What is needed → Make an exact copy of the records that follow, with each picture omitted.

Records supplied START

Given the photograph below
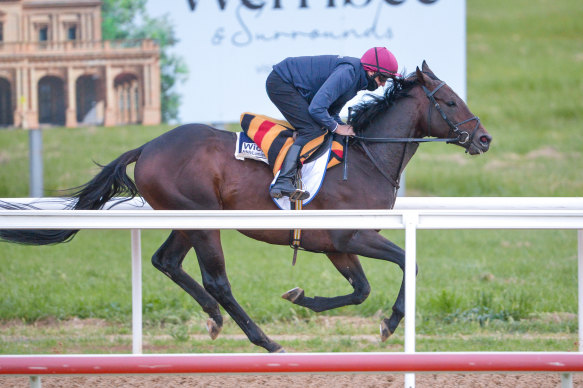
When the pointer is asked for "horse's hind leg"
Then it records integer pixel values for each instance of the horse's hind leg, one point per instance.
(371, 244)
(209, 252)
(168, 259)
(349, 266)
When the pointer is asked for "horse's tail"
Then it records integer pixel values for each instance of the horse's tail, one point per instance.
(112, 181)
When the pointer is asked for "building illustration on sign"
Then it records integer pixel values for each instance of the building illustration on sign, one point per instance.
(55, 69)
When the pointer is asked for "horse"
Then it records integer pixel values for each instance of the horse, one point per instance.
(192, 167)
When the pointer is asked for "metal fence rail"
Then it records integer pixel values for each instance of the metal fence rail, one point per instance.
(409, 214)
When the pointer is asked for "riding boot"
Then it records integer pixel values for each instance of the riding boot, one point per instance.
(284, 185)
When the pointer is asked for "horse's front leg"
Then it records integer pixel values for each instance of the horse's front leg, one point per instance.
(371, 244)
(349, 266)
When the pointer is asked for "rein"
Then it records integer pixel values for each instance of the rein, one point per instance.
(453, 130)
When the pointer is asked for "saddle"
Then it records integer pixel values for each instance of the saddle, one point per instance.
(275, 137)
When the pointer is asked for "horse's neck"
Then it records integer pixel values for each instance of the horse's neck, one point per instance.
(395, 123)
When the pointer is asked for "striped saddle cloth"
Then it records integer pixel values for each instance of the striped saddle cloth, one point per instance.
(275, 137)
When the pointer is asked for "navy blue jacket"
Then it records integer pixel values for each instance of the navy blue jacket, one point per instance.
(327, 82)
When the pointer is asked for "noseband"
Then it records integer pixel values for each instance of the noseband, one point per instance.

Records supplied END

Solved problem →
Given the photograph below
When the pointer is asked for "horse's hind leg"
Then it records integer pixel values for each instance of the horse's hind leg, one point per instance.
(371, 244)
(209, 252)
(168, 259)
(349, 266)
When the pointer is asked for "horse's tail"
Then it records integer pixel values for each instance of the horse's tail, one point per instance.
(112, 181)
When the pointer is asked for "building illustration on sign"
Then it records integer pixel values for each instance of the building illustration on sign, one point per instance.
(55, 69)
When the pointer is asked for "horse"
Then it records integer pixel values for each instance of the horse, one point per instance.
(192, 167)
When the pointer is asked for "metal fence rail"
Then it records integer pixel values for each instance of the metal fence rail, one point per instance.
(409, 214)
When the pointer is asked for "riding boot"
Then it records integer pixel values for each instance of the riding boot, one point per instance.
(284, 185)
When the pointer is asked for "horse's front leg"
Then it records integer pixel values for each instance of the horse's front leg, one point per instance.
(371, 244)
(349, 266)
When the pointer is asked for "rein"
Then it records integer pixel values for each instance of the rein, one point per instance.
(453, 130)
When the pointer is asked for "saddle"
Then it records integer pixel values for each instance of the saddle, one point per instance.
(275, 137)
When the pointer is asked for "horse's neck"
Then it records integer pixel values for each instance of the horse's neck, one point per instance.
(395, 123)
When the pointer is asked for "striped saddle cloth"
Then it records integer pixel values for each instance of the striped saddle cloth, one point per instance.
(275, 137)
When the pointer is asked for "navy blue jacket"
Then it records integer pixel values for each instance of the navy blue jacket, one point per instance.
(327, 82)
When the pointer is asked for "noseband"
Then it records integer pixel values for each instance of the noseband, one point per instance.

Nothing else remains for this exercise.